* start DATASET RECORDS *

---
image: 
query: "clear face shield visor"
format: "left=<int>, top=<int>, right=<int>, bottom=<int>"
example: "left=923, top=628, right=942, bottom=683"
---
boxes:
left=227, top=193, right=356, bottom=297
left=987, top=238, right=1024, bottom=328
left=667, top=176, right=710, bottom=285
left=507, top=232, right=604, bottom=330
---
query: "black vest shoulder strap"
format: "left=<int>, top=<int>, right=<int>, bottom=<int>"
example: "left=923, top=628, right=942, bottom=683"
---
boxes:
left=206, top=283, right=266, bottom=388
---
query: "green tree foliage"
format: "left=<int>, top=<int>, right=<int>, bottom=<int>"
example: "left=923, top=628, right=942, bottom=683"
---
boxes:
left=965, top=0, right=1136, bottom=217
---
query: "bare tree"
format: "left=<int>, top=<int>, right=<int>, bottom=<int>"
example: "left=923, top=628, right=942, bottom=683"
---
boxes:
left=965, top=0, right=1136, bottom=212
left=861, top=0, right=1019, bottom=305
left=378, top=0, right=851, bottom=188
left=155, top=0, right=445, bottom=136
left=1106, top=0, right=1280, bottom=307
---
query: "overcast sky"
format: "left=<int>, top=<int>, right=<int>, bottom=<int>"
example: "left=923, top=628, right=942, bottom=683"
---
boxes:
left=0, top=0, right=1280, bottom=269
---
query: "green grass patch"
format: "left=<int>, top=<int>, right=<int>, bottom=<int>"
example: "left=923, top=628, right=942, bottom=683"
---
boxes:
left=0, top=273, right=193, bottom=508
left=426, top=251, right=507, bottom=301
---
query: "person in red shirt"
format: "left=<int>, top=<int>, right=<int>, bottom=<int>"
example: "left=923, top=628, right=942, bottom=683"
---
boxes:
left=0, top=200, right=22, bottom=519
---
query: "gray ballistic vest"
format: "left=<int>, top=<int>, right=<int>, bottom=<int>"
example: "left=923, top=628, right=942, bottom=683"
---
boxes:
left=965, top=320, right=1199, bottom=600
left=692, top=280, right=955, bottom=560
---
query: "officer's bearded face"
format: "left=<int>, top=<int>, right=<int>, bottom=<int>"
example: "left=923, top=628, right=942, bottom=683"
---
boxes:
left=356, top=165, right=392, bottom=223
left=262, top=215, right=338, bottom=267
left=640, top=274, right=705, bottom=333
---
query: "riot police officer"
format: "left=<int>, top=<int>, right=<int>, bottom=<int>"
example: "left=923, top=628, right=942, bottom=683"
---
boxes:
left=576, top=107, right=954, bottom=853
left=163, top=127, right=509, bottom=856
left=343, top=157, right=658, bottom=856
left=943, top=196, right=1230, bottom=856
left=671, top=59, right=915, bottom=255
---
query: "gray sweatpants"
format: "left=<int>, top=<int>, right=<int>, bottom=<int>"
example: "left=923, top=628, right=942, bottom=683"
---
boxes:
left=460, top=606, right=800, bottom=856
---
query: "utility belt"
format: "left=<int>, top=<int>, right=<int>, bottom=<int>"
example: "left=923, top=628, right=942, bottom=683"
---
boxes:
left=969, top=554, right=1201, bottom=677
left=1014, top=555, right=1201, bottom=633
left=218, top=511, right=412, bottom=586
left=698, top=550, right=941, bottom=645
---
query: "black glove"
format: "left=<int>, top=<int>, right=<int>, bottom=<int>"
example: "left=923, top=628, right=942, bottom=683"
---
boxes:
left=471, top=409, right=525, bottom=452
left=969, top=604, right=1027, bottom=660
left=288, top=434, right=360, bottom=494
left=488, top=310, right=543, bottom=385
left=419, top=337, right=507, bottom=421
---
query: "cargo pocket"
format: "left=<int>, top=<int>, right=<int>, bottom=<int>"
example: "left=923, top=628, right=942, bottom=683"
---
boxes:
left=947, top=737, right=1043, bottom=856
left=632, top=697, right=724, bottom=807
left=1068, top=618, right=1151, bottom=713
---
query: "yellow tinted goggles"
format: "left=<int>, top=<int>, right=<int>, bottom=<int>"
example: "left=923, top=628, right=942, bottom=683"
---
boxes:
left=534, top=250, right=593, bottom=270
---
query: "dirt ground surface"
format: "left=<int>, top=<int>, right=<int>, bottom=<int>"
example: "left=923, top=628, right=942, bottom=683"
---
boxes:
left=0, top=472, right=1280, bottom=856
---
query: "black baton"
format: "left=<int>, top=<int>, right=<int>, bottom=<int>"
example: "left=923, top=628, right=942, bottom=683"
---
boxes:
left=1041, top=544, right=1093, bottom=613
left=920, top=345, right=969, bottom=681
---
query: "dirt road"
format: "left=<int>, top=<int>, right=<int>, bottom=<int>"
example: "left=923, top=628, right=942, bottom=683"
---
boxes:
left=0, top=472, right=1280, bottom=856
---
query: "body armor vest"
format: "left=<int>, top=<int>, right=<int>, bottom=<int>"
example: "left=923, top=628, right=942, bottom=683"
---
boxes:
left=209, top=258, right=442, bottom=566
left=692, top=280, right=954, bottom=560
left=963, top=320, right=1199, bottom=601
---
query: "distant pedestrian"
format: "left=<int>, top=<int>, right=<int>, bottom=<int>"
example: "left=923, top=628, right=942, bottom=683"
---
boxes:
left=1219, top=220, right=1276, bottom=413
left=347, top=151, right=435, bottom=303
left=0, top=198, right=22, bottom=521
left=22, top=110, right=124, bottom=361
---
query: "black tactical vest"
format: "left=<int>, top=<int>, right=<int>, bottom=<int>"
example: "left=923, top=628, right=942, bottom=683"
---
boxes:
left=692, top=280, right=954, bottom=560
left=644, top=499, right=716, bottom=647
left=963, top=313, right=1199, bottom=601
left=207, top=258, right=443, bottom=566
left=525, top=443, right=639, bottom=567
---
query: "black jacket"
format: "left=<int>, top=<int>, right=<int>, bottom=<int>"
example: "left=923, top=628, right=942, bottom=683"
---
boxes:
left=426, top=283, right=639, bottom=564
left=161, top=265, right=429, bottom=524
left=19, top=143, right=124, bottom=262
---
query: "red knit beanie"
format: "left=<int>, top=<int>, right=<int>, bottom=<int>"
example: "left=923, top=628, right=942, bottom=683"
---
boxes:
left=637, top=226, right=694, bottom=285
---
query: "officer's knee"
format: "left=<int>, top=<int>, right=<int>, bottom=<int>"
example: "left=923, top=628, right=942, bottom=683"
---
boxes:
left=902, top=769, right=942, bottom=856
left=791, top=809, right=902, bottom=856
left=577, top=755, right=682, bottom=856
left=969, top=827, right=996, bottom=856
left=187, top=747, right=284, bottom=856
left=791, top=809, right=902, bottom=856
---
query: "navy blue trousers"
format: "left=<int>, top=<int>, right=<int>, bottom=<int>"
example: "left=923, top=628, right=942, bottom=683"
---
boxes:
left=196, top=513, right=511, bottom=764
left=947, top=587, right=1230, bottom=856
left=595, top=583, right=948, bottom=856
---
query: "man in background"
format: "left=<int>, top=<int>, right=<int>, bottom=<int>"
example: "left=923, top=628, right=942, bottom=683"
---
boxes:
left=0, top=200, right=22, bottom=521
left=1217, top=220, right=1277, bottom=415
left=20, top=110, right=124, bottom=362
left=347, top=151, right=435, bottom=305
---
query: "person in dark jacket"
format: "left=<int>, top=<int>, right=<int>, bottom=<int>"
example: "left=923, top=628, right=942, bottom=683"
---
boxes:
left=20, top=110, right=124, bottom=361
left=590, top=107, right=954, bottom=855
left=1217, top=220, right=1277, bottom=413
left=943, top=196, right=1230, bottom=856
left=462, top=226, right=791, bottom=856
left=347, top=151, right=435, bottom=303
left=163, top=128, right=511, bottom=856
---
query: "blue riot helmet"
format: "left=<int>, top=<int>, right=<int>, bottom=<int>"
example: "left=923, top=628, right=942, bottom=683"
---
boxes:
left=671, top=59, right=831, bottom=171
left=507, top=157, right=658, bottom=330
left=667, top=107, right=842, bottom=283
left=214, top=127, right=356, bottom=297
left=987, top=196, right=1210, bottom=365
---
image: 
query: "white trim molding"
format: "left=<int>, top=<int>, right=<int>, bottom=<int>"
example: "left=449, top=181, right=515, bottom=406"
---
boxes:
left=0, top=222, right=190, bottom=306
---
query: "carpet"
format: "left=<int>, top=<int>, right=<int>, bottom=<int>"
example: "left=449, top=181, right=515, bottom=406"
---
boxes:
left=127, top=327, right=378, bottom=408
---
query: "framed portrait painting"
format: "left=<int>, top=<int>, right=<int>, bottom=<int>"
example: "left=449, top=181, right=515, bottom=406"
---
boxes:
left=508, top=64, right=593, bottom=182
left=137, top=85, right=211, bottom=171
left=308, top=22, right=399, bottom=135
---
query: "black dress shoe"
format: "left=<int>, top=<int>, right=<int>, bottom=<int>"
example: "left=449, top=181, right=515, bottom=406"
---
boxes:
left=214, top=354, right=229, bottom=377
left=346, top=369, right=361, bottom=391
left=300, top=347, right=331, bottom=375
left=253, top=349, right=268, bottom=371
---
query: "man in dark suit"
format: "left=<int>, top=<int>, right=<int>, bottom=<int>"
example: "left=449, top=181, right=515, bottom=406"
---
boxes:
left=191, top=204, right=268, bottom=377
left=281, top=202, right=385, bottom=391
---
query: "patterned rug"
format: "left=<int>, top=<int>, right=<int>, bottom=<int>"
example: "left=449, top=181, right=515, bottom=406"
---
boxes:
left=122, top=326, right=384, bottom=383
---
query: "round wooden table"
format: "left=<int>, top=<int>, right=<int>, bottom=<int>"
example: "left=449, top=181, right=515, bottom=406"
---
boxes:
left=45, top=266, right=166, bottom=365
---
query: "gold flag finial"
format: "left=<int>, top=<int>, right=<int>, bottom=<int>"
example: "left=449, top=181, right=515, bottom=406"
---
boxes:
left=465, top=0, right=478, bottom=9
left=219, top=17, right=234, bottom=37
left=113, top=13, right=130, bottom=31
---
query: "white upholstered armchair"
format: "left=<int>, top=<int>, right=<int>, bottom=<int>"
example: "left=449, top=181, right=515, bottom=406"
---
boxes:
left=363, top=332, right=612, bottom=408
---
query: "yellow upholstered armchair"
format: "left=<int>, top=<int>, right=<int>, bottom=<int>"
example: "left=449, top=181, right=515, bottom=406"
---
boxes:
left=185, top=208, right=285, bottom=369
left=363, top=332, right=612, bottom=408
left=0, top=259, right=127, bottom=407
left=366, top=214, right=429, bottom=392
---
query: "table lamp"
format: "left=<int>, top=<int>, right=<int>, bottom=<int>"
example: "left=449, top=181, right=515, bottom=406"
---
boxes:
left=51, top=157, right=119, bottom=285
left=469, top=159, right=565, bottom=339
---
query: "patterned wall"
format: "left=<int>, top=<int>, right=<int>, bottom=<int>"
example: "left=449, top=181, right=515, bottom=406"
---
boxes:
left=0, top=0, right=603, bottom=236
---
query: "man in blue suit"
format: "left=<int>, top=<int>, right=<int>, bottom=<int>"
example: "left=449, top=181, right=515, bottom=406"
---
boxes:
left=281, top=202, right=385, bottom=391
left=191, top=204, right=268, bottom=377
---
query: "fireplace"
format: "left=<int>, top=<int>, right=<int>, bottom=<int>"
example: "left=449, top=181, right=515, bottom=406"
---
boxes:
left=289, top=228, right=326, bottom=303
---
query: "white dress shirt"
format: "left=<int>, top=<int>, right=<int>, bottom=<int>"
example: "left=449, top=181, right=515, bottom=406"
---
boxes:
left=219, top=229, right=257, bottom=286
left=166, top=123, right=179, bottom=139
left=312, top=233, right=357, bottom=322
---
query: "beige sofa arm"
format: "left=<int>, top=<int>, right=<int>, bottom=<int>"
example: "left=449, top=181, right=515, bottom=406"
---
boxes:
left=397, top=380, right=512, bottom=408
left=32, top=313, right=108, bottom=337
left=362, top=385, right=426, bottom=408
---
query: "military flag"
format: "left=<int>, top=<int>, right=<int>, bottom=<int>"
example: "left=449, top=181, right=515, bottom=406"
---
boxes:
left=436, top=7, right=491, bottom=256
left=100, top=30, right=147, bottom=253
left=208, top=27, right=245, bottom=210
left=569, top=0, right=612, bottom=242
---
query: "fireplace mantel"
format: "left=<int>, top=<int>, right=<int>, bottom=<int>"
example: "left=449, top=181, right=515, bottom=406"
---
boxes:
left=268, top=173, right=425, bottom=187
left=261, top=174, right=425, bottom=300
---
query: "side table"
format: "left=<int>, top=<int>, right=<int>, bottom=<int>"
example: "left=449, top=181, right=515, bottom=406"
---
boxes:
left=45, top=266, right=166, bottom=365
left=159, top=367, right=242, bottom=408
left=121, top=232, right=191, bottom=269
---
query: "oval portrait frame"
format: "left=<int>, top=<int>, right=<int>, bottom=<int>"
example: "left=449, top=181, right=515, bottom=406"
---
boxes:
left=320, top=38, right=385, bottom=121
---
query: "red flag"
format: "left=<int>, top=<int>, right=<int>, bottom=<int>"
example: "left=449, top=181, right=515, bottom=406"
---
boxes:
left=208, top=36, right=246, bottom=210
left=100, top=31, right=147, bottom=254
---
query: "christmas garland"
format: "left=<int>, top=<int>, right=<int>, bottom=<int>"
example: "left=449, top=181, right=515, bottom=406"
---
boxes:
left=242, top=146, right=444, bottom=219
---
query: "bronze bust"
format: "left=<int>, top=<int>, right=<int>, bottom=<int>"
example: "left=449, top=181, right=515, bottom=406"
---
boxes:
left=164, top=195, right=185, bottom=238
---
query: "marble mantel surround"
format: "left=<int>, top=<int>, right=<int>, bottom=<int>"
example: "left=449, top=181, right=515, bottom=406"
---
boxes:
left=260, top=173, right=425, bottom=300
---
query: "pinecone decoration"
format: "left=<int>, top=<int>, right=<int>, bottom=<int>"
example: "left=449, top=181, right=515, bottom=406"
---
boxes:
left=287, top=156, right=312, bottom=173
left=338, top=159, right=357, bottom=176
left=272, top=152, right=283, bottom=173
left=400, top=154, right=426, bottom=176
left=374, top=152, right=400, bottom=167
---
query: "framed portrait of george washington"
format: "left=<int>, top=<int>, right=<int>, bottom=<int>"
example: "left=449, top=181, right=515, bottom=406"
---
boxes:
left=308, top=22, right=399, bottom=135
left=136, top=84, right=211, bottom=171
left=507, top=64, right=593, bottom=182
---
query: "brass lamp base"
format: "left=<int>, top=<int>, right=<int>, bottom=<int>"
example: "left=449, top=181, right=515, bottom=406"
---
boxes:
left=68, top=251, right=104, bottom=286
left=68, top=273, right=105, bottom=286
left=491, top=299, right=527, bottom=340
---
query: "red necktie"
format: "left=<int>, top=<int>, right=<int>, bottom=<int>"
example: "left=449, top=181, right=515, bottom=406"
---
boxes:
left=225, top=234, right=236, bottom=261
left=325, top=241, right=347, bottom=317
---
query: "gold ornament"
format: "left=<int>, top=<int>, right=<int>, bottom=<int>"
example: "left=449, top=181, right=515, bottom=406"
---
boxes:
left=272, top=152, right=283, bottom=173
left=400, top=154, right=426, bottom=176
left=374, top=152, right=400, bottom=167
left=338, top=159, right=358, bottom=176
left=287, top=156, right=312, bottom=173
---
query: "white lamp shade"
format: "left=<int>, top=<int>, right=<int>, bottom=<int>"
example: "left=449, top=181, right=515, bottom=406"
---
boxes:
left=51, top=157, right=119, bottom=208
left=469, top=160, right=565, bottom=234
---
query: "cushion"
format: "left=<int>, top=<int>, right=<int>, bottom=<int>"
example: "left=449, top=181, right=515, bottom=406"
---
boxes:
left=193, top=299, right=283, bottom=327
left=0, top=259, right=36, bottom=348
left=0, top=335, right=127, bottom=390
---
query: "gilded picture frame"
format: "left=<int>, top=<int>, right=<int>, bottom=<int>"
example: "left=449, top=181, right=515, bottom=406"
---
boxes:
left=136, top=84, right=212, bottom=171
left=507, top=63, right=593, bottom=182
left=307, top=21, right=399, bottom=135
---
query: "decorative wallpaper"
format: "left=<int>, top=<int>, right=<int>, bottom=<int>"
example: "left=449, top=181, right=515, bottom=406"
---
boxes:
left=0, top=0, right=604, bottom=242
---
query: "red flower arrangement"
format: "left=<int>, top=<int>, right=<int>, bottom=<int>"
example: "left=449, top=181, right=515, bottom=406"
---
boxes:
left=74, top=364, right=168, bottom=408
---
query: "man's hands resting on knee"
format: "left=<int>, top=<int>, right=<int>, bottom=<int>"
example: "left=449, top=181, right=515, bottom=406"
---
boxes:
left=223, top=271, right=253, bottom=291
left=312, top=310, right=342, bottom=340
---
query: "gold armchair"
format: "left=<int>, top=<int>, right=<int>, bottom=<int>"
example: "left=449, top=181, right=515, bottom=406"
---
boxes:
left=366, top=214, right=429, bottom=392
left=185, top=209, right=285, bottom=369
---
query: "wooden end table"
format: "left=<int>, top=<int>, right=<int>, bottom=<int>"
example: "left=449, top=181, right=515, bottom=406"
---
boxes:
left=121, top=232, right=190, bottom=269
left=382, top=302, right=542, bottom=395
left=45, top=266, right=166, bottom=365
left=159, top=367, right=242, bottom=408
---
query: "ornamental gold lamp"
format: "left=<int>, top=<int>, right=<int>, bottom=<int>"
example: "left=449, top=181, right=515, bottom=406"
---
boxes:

* end DATASET RECORDS *

*SHORT EXERCISE*:
Reproduce the rows above verbatim, from the start of the rows to the line containing "left=640, top=274, right=705, bottom=333", with both ends included.

*THE COMPLETED TASK*:
---
image: 
query: "clear face shield visor"
format: "left=<int>, top=<int>, right=<int>, bottom=<int>"
example: "left=923, top=628, right=942, bottom=683"
---
boxes:
left=227, top=193, right=356, bottom=297
left=987, top=238, right=1024, bottom=328
left=667, top=176, right=710, bottom=285
left=507, top=232, right=604, bottom=330
---
query: "black vest shoulder strap"
format: "left=<int>, top=<int>, right=<int>, bottom=<int>"
example: "left=923, top=628, right=942, bottom=683"
---
boxes:
left=206, top=283, right=266, bottom=388
---
query: "green tree foliage"
format: "left=<int>, top=<int>, right=<int>, bottom=<int>"
example: "left=923, top=628, right=942, bottom=683"
---
boxes:
left=965, top=0, right=1136, bottom=217
---
query: "bare tree"
format: "left=<int>, top=<int>, right=<int>, bottom=<int>"
example: "left=923, top=628, right=942, bottom=683"
---
boxes:
left=965, top=0, right=1136, bottom=212
left=861, top=0, right=1019, bottom=305
left=378, top=0, right=851, bottom=188
left=155, top=0, right=445, bottom=136
left=1106, top=0, right=1280, bottom=307
---
query: "overcast sky"
format: "left=<int>, top=<int>, right=<int>, bottom=<int>"
example: "left=923, top=628, right=942, bottom=683"
---
boxes:
left=0, top=0, right=1280, bottom=269
---
query: "green grass patch"
format: "left=<int>, top=<int>, right=<int>, bottom=<int>"
example: "left=923, top=628, right=942, bottom=683"
---
boxes:
left=0, top=273, right=193, bottom=508
left=426, top=251, right=507, bottom=301
---
query: "person in red shirt"
format: "left=<int>, top=<int>, right=<int>, bottom=<int>"
example: "left=923, top=628, right=942, bottom=683"
---
boxes:
left=0, top=200, right=22, bottom=519
---
query: "gray ballistic vest"
format: "left=<int>, top=<int>, right=<int>, bottom=<int>"
example: "left=923, top=628, right=942, bottom=683"
---
boxes:
left=965, top=320, right=1199, bottom=600
left=692, top=280, right=955, bottom=560
---
query: "officer's bearded face"
format: "left=<int>, top=<int>, right=<int>, bottom=<int>"
example: "left=923, top=628, right=942, bottom=683"
---
boxes:
left=356, top=165, right=392, bottom=223
left=262, top=215, right=338, bottom=267
left=640, top=274, right=705, bottom=333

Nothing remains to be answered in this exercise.